• DOCUMENT EXCERPT:
--

It's hard to succeed when you have a funny name.
Is that a real saying in America?
No, but I just made it one.
You know who Gary.
V is and you know why he goes by V because nobody can say
Vannichuk, Vaynerchuk, Vaynerchuk, you go online and you look up this guy's name and
how to say it and it's like a commercial for hooked on phonics but Gary Vee has
succeeded in a way that is not only spectacular but to me
makes so much sense of what we need more of a guy who humped it
as a young person found a way to be an entrepreneur and remember what that means
French word for someone who takes risk, who goes and gets out over the skis and takes risk that maybe
doesn't even make sense to a lot of people and then succeeds.
And Gary V has taught us about brand, about extension of self, and about what it is that keeps us
from succeeding, which I think we need so much more of.
And he is one of the few where I can say, this guy's success is deserved and I hope it multiplies.
and he joins us now. Gary Vee, my brother, thank you for calling in.
Always, my friend. Great to be with you.
So when you look around at how social media is now dominating our existence,
it literally gives us the list every day of what is trending,
what we must focus on, what do you see as the plus minus for people
in terms of this being a tool that helps versus hurts?
You know, I see it as an exposure.
I mean, I think it's, you know, net net,
you know, where the country and the world's sentiment is, it's probably neutral.
It should be remarkably net positive.
But the reality is that we spoke about this recently.
The algorithm responds to what you're consuming, what you're searching, what you're engaging with.
So I view it as a blank vessel that is an exposure of your mindset at the moment.
And ultimately, that becomes the mirror, not a net positive or not.
negative.
And how, what's the adjustment?
The adjustment is really taking a step back and leading into accountability.
I think if you really look at what's going on right now, we've become incredibly good
at pointing fingers instead of thumbs.
And so, you know, we're very, you know, you think about the nature of this show.
I think you do such a good job at this, but I know what's happening on the other side of the audio.
People are jumping to, it's this person's fault, it's that person's fall, instead of
what can I do about it? So my favorite thing to do with friends and my audiences tell them to go to
Instagram or Facebook or Twitter or any platform they use and search happiness, joy or hobbies,
right, cooking, skiing, and following 10 accounts, liking 50 pieces of content and then opening up
their phone the next day and asking them, has their algorithm changed? It's a real eye
opener for many. And I think it's a small indication of what's really happening in the mindset.

--

Contour annotation entries:
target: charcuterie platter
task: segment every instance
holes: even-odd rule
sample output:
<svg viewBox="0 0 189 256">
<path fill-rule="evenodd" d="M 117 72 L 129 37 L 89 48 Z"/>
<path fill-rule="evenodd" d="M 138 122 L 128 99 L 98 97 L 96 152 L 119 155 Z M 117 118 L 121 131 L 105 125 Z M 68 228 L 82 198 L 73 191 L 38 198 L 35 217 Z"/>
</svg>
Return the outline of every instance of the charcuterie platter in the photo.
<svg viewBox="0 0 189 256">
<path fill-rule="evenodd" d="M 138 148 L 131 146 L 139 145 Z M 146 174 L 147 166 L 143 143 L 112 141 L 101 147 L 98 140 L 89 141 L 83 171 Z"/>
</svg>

--

• STATED GOAL:
Identify every social media platform that the interview transcript names explicitly. The data is not needed for any of this work.

• EXPECTED OUTPUT:
Instagram, Facebook, Twitter